──────── Data shown ────────

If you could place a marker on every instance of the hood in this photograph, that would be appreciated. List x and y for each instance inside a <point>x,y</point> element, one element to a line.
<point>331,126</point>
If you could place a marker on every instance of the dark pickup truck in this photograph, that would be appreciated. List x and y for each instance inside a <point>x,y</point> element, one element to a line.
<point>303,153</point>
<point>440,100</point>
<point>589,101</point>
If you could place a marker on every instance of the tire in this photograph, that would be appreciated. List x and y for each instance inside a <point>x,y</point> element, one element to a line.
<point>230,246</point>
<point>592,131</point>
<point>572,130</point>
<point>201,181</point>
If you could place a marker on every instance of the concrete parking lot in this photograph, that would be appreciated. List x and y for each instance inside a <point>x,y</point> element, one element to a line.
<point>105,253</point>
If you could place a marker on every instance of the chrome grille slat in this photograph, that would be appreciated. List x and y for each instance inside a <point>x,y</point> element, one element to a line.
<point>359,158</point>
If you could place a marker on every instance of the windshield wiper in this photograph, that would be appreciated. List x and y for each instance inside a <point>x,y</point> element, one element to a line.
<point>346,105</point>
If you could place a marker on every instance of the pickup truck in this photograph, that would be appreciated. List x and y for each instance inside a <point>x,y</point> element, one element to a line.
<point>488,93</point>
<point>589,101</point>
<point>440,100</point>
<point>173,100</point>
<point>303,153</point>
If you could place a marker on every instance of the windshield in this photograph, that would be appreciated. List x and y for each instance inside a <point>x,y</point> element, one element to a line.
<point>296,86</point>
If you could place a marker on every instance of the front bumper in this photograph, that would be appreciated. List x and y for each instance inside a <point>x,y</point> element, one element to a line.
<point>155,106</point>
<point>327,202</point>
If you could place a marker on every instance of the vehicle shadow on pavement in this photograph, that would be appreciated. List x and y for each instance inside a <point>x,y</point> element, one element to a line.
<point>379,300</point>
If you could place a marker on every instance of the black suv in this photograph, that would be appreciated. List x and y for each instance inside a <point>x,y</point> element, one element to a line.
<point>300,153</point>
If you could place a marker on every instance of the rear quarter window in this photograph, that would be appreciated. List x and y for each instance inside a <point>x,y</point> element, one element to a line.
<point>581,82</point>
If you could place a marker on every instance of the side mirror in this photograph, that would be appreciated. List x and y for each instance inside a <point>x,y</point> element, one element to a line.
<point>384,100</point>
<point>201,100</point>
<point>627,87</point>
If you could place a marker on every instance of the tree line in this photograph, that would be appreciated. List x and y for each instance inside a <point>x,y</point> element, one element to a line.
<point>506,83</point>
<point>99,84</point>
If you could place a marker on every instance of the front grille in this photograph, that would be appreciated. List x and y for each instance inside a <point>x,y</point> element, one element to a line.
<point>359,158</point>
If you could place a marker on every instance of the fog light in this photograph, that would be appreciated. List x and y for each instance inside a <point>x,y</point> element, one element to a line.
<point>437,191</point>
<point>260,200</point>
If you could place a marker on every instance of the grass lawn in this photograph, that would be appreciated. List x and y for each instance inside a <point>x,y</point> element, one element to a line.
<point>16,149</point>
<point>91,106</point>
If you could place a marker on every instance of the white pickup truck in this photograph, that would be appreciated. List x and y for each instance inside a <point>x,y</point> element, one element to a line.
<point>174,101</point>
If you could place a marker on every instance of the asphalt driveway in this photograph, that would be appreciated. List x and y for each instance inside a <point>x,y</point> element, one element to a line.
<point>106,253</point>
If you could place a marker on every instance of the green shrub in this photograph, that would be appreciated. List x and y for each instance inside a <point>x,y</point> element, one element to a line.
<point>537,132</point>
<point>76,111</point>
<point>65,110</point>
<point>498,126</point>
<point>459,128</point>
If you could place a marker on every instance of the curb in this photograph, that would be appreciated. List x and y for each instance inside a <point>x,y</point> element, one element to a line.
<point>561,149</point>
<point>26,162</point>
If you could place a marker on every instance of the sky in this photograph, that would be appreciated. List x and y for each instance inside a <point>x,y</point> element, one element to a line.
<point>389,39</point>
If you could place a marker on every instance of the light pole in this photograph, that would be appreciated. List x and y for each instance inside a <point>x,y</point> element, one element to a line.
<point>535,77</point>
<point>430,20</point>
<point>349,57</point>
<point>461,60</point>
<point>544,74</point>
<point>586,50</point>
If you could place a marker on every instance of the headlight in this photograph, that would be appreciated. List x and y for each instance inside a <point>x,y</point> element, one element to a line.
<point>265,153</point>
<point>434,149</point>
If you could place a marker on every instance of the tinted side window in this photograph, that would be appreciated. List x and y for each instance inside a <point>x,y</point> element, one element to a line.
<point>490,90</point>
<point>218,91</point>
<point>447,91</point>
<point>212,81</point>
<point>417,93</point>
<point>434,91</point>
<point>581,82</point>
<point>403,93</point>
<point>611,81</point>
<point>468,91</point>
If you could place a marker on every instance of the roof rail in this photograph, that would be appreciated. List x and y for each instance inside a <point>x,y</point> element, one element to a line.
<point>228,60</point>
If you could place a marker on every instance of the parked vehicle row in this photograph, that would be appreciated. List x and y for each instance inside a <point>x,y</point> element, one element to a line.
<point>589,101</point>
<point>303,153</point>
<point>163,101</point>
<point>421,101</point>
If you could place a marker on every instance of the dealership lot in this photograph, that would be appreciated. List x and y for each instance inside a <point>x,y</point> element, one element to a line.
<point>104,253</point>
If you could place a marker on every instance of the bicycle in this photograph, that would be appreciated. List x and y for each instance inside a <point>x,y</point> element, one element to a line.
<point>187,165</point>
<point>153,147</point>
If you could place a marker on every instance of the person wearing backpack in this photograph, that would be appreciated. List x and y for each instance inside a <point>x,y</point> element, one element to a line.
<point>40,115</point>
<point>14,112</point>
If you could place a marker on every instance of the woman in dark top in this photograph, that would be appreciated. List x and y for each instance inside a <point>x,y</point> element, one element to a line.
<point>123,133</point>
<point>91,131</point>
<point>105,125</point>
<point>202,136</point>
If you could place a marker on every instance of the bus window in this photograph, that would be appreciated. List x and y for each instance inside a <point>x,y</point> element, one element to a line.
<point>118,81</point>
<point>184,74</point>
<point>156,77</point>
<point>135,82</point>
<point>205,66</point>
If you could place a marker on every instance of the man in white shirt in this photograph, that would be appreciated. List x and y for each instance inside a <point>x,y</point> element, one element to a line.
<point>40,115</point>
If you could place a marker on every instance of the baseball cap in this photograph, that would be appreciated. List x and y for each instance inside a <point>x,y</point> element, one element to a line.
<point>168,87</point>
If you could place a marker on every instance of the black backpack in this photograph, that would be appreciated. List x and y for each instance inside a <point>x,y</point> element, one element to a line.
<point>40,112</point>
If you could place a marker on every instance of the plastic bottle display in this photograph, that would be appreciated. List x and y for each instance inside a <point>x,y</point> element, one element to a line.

────────

**Your instructions:**
Without omitting anything, output the data verbatim.

**Response to this task:**
If you could place a marker on every instance of the hood in this photograph, that would be appreciated. List x and y for each instance inside a <point>x,y</point> element, one element to a line.
<point>331,126</point>
If you could place a marker on every instance of the dark pickup truck in this photograph, that would be appreciated. List x and y for each instance inside a <point>x,y</point> element, one element to a line.
<point>303,153</point>
<point>440,100</point>
<point>589,101</point>
If you could place a marker on every instance of the tire in this photograph, that would be appreciated. List x and y for each instance inside a <point>x,y</point> element, one element to a line.
<point>230,246</point>
<point>592,131</point>
<point>572,130</point>
<point>201,181</point>
If you could place a marker on every instance of the concrete parking lot in this photograph, that would be appreciated. List x and y for each instance inside a <point>x,y</point> element, one element to a line.
<point>105,253</point>
If you could place a marker on every instance of the chrome grille slat in this photograph, that would be appreciated. List x and y for each instance inside a <point>x,y</point> element, one element to a line.
<point>359,158</point>
If you could place a marker on every instance of the windshield wiper in this photograph, that would be appreciated. List x and y for each instance inside a <point>x,y</point> element, one element to a line.
<point>346,105</point>
If you could place a marker on every instance of the pickup truck in this photograph, that would be appreciated. List x and y for each instance inside a <point>x,y</point> element, one element to a line.
<point>488,93</point>
<point>589,101</point>
<point>440,100</point>
<point>173,100</point>
<point>303,153</point>
If you could place a marker on every instance of the windshield in this photograph, that would be appreciated. List x and y for each instance inside a <point>x,y</point> element, one element to a line.
<point>296,86</point>
If you could place a marker on every instance of the front bumper in this photograph, that would be appreciated. List x and y for each instance inside a <point>x,y</point> element, one element to a line.
<point>155,106</point>
<point>327,202</point>
If you could place a marker on every instance of the vehicle shadow on pavement in this photograph, that would be appreciated. List x and y for each instance inside a <point>x,y</point> element, one element to a line.
<point>379,300</point>
If you could place a marker on every instance of the black suv in this photograph, that would be appreciated. List x and y for each instance inside a <point>x,y</point> element, one element to a line.
<point>300,153</point>
If you could place a marker on every instance of the rear quarter window in this photograph, that would be appreciated. List x and y for each instance inside a <point>x,y</point> element, one element to a line.
<point>581,82</point>
If you could place a marker on every instance of the side mirror in this photograph, that would be appreciated. List x and y for each instance inside a <point>x,y</point> element, one element to a line.
<point>384,100</point>
<point>201,100</point>
<point>627,87</point>
If you could place a marker on every instance of the tree line in this photograph, that would be appreciated. List x and y for each instance inside a <point>x,y</point> element, one element to a line.
<point>506,83</point>
<point>99,84</point>
If you could place a marker on every instance of the front grille in this photograph, that would be appreciated. List x and y for each instance inside a <point>x,y</point> element, one element to a line.
<point>359,158</point>
If you could place a marker on every instance of the fog light in this photograph, that would be appreciated. List x and y for each instance inside a <point>x,y</point> element, one element to a line.
<point>437,191</point>
<point>260,200</point>
If you could place a marker on every instance of the grass lawn in this photograph, that would be appreciated. List x and y for each instance inside a <point>x,y</point> element, one element to a line.
<point>16,149</point>
<point>91,106</point>
If you could place a marker on every instance of the white pickup truck in this photograph, that would be appreciated. List x and y for each instance inside a <point>x,y</point> element, one element to a line.
<point>174,101</point>
If you could place a marker on every instance of the asphalt driveway in this photograph, that would be appreciated. List x and y for each instance inside a <point>x,y</point> element, one element to a line.
<point>106,253</point>
If you could place a marker on every instance of the green shrub in this photograph, that would be appreciated. List x and y for each instance inside a <point>x,y</point> element, one element to a line.
<point>537,132</point>
<point>76,111</point>
<point>65,110</point>
<point>498,126</point>
<point>459,128</point>
If you could place a marker on every instance of the curb in this photograph, that would be appreciated. List x and y for each instance inside a <point>x,y</point> element, one element to a line.
<point>561,149</point>
<point>26,162</point>
If you could place a marker on every instance of the sky in this photograph, that would be appreciated. List x and y for each instance inside a <point>x,y</point> element, one element to a line.
<point>389,39</point>
If you could place a marker on every instance of the light pole in this photograph, that would be appreciated. List x and y for each instance inside a <point>x,y</point> element, one element to a line.
<point>535,77</point>
<point>430,20</point>
<point>349,57</point>
<point>461,60</point>
<point>544,74</point>
<point>586,50</point>
If you could place a marker on every instance of the headlight in this photograph, that would be appreciated. List x and y for each instance inside a <point>x,y</point> element, one element to a line.
<point>265,153</point>
<point>434,149</point>
If you could place a marker on every instance of the tinted side window in this photograph, that would be appreciated. List x and y for each instance inside a <point>x,y</point> element, one element to a line.
<point>490,90</point>
<point>218,91</point>
<point>447,91</point>
<point>212,81</point>
<point>417,93</point>
<point>434,91</point>
<point>581,82</point>
<point>403,93</point>
<point>611,81</point>
<point>468,91</point>
If you could place a marker on every instance of the roof rail in this photograph, that would be appreciated. List x and y for each instance inside a <point>x,y</point> element, one element to a line.
<point>228,60</point>
If you could place a marker on every instance of the parked vehicle row in this photograph, that would be appreciated. List x and y for each instance inside a <point>x,y</point> element, one element to a line.
<point>589,101</point>
<point>303,153</point>
<point>163,101</point>
<point>421,101</point>
If you could place a marker on every instance of the dealership lot in this photograph, that would be appreciated. List x and y for each instance inside a <point>x,y</point> element, one element to a line.
<point>104,253</point>
If you could place a marker on every instance of the bicycle in this photograph, that would be appreciated. List x and y for each instance inside a <point>x,y</point> element, one element to a line.
<point>187,165</point>
<point>153,147</point>
If you could place a marker on every instance of the person wearing backpack in this photograph, that would be appreciated. List x and y for each instance inside a <point>x,y</point> element, one element to a line.
<point>40,115</point>
<point>14,112</point>
If you could place a marker on every instance of the woman in dark top in this photograph, that would be appreciated. List x and y for each instance inside a <point>x,y</point> element, one element to a line.
<point>123,133</point>
<point>91,131</point>
<point>105,125</point>
<point>202,136</point>
If you could place a marker on every instance of the bus window in this photograph, that would be appreciated. List x and y for each instance inside a <point>x,y</point> element, one element to a line.
<point>118,81</point>
<point>184,74</point>
<point>156,77</point>
<point>135,82</point>
<point>205,66</point>
If you could place a marker on every instance of the man in white shirt in this photograph, that would be appreciated. List x and y for each instance inside a <point>x,y</point> element, one element to a line.
<point>40,115</point>
If you could place a marker on every instance of the baseball cap in this photograph, that would be appreciated. List x and y for each instance inside a <point>x,y</point> element, one element to a line.
<point>168,87</point>
If you could place a marker on every instance of the black backpack in this photograph, that would be appreciated. List x and y for each instance inside a <point>x,y</point> element, one element to a line.
<point>40,112</point>
If you could place a marker on every instance of the plastic bottle display in this photograph, that would be appreciated. List x and y for each instance inside a <point>x,y</point> element, one element to a line.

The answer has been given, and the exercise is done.